[Labeled-object pointing entries]
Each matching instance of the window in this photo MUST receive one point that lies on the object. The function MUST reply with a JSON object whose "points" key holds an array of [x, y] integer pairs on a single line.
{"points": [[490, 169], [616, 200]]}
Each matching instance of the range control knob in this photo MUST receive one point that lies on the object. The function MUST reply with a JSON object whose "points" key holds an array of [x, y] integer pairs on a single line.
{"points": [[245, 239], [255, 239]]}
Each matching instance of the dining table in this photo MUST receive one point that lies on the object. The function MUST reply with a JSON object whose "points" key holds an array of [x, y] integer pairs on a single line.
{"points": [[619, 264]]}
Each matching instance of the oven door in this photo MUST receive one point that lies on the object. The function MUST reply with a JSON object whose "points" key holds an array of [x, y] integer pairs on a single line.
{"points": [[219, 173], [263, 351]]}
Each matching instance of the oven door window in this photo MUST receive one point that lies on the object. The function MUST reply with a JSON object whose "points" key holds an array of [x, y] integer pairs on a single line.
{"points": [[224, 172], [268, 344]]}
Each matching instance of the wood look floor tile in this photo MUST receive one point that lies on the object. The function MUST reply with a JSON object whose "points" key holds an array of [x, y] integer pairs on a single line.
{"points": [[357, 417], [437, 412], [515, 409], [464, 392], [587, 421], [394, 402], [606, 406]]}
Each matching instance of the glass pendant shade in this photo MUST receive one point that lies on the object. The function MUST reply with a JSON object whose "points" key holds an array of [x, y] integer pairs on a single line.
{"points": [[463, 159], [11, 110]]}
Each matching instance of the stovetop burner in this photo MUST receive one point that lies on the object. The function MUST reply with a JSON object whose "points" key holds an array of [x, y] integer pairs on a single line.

- Goal: Copy out the lines of the material exactly, starting at the line that contains "Each matching instance of the wood" and ending at the last line of the material.

- Response to the exercise:
Each matching instance of the wood look floor tile in this photo MUST receive one point that lies on the object. The function MUST reply with a JSON object whose "points" key holds an array of [x, y] integer pairs on a single line.
{"points": [[357, 417], [437, 412], [515, 409], [464, 392], [587, 421], [394, 402], [606, 406]]}
Each matching instance of the glass pendant shade in this photo MUST receive one point that lies on the object. The function MUST reply with a JSON object whose "points" key holds an array of [x, y] integer pairs on a single line.
{"points": [[463, 159], [11, 110]]}
Each matching instance of the stovetop burner in this photo MUST receive one point that lies on the object. The function MUST reply with a JSON object whose "points" key holds an array of [x, y] integer pairs on a single line.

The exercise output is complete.